# Trecho do texto
O drama de quem fica

Desalento e resistência marcam a vida de familiares de vítimas

DE SÃO PAULO

Cristiane Cavalcante de Sousa, 41, guarda duas fotos do marido: uma estampada numa camiseta e outra tamanho 3x4, colada num móvel no canto da sala, acima de um altar improvisado. "Todos os dias eu olho para a foto dele e digo: 'Neguinho, vai ter Justiça'."

Mas nove meses se passaram desde que Raimundo Barbosa dos Santos, 38, e um colega, José Hairton de Andrade, 52, piauienses que vieram a São Paulo trabalhar, foram atropelados enquanto pintavam uma ciclofaixa de madrugada, no Tucuruvi (zona norte). A Justiça parece estar distante.

A atropeladora, Juliana Cristina da Silva, hoje com 29, estava embriagada e tentou fugir. Submetida ao bafômetro, apresentou resultado de 0,85 miligramas de álcool por litro de ar expelido –dirigir com níveis acima de 0,34 mg/l é crime. Ela foi presa em flagrante e pagou fiança R$ 15,8 mil. Quase um ano após a ocorrência, a motorista ainda não foi denunciada pelo crime. Ela aguarda em liberdade.

Com pensão do INSS e cestas básicas que recebe como doação, Cristiane sustenta os quatro filhos: Ana Vitória, 9, Thiago, 7, Arthur, 4 e Maria Cecília, 2. Ela conta ter sido chamada para trabalhar como faxineira, "mas como eu vou fazer? Só o dinheiro para alguém cuidar dos meus filhos enquanto isso... Vão me cobrar R$ 20, R$ 30".

Marcus Leoni/Folhapress
Cristiane Cavalcante de Sousa, 41, viúva de Raimundo Barbosa dos Santos, 38, em sua casa
Cristiane Cavalcante de Sousa, 41, viúva de Raimundo Barbosa dos Santos, 38, em sua casa

Sentada no sofá de uma casa de dois cômodos na Brasilândia (zona norte de São Paulo), de paredes de concreto aparente, Cristiane chora ao falar do marido, "um paizão, trabalhador, inteligente", mas seca as lágrimas. "Eu vou à luta."

Os filhos mais velhos assistem à entrevista. O mais novo está no quarto –entre o cômodo e a sala não há porta e é possível observar que ele apenas finge dormir. A vizinha escuta, num volume alto, canções de Odair José.

"E as famílias, e os filhos, e a dor, e a saudade? E a Justiça que não tem?", questiona. "Você tem que ter o pé no chão, se não você arreia. E eu não vou. Não vou esmorecer. Vai ter punição, mesmo que demore", diz Cristiane, que conta sonhar com abraços e beijos do "neguinho".

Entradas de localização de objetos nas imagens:
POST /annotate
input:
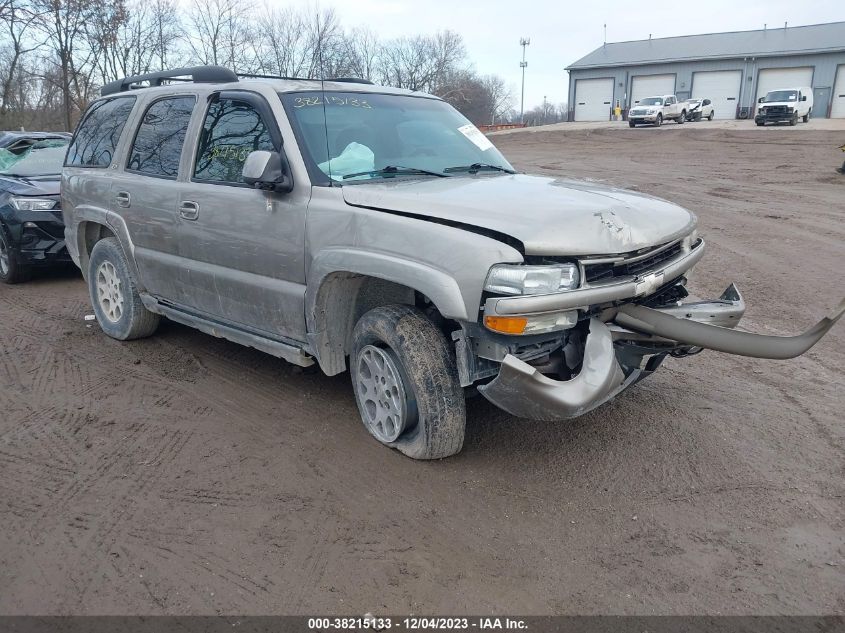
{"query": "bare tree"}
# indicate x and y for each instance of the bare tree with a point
(18, 19)
(221, 34)
(64, 23)
(362, 52)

# Instrução 1
Transcreva a parte da reportagem sobre as famílias de vítimas de atropelamento que começa em "A atropeladora, Juliana" e termina em "aguarda em liberdade.".
# Instrução 2
Como a reportagem sobre as famílias de vítimas de atropelamento prosseguiria? Retome-a logo após a última frase apresentada.

# Resposta 1
A atropeladora, Juliana Cristina da Silva, hoje com 29, estava embriagada e tentou fugir. Submetida ao bafômetro, apresentou resultado de 0,85 miligramas de álcool por litro de ar expelido –dirigir com níveis acima de 0,34 mg/l é crime. Ela foi presa em flagrante e pagou fiança R$ 15,8 mil. Quase um ano após a ocorrência, a motorista ainda não foi denunciada pelo crime. Ela aguarda em liberdade.

# Resposta 2
Já Teresa Mendes Lisboa, 43, afirma, resignada, ter perdido a esperança. A mulher de José Hairton, "um homem sonhador, que conseguia tudo que botava na cabeça e amava assistir ao jornal e contar as notícias", diz que não tem "alegria para mais nada na vida". "Não me acostumo de jeito nenhum. Eu vejo direitinho ele abrir a porta e entrar, vejo ele andar dentro de casa."

Mãe de filhos de 15 e 12 anos de José Hairton, que tinha mais quatro de outro casamento, ela diz ter perdido o emprego de doméstica após a morte do marido por "faltar muito ao serviço para resolver as coisas". Ela também sustenta a família com a pensão do INSS, mas agora pensa em sair de sua casa, em Francisco Morato (48 km de São Paulo), para voltar ao Piauí.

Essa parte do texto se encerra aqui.